Text to read ▸
From `schemas/20251121/linkml/modules/classes/WebClaim.yaml`:

| Claim Type | Description |
|------------|-------------|
| `full_name` | Official institution name |
| `description` | Institution description/mission |
| `phone` | Phone number |
| `email` | Email address |
| `address` | Physical address |
| `website` | Official website URL |
| `founding_date` | Year or date founded |
| `parent_organization` | Managing/parent organization |
| `opening_hours` | Hours of operation |
| `social_media` | Social media URLs |

## Example: Museum of Antigua and Barbuda

### Extracted Claims

| Claim Type | Value | XPath |
|------------|-------|-------|
| `founding_date` | 1985 | `/html/body/div/div[3]/div/div/div/h5[1]` |
| `address` | Long Street, St. John's, Antigua | `/html/body/div/div[3]/div/div/div/h5[9]` |
| `phone` | 1-268-462-4930 | `/html/body/div/div[3]/div/div/div/h5[18]` |
| `parent_organization` | Historical and Archaeological Society of Antigua and Barbuda | `/html/body/div/div[3]/div/div/div/h5[20]` |

### Staff Data (from separate page)

| Role | Name | XPath |
|------|------|-------|
| Curator | Dian Andrews | `/html/body/div/div[3]/div/div/div/h5[3]` |
| Research Librarian | Myra Piper | `/html/body/div/div[3]/div/div/div/h5[4]` |
| Board Chairperson | Walter Berridge | `/html/body/div/div[3]/div/div/div/h5[25]` |
| Board President | Reg Murphy | `/html/body/div/div[3]/div/div/div/h5[26]` |

## Comparison with Playwright Method

| Aspect | Firecrawl MCP | Playwright Script |
|--------|---------------|-------------------|
| **Setup** | None (MCP ready) | Python + Playwright install |
| **Speed** | Fast (cached) | Slower (full render) |
| **JS Support** | Limited | Full |
| **Screenshots** | No | Yes |
| **Archival** | Manual save | Automatic |
| **Best For** | Static HTML sites | SPAs, JS-heavy sites |

## Related Documentation

- `AGENTS.md` Rule 6: WebObservation Claims MUST Have XPath Provenance
- `.opencode/WEB_OBSERVATION_PROVENANCE_RULES.md` - Complete provenance rules
- `schemas/20251121/linkml/modules/classes/WebClaim.yaml` - Schema definition
- `scripts/fetch_website_playwright.py` - Full Playwright archiving script
- `scripts/add_xpath_provenance.py` - XPath verification script

## Limitations

1. **No JavaScript rendering** - Sites requiring JS won't work well
2. **Manual archiving** - HTML must be saved manually (vs automatic with Playwright)
3. **No screenshots** - Cannot capture visual state
4. **Cache dependency** - Firecrawl caching affects data freshness

For complex sites or when screenshots are needed, use the full Playwright workflow instead.

Request ▸ According to the documentation above on extracting web claims, what kinds of sites is the Playwright script best suited for?

Data extract ▸
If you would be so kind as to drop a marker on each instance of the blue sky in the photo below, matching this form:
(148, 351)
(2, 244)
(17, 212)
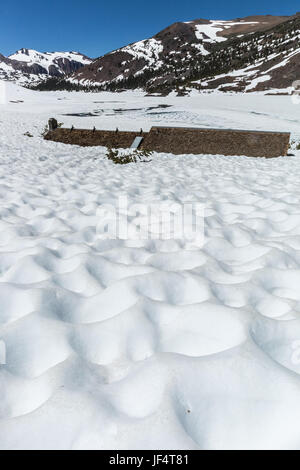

Task output ▸ SPAs and JS-heavy sites.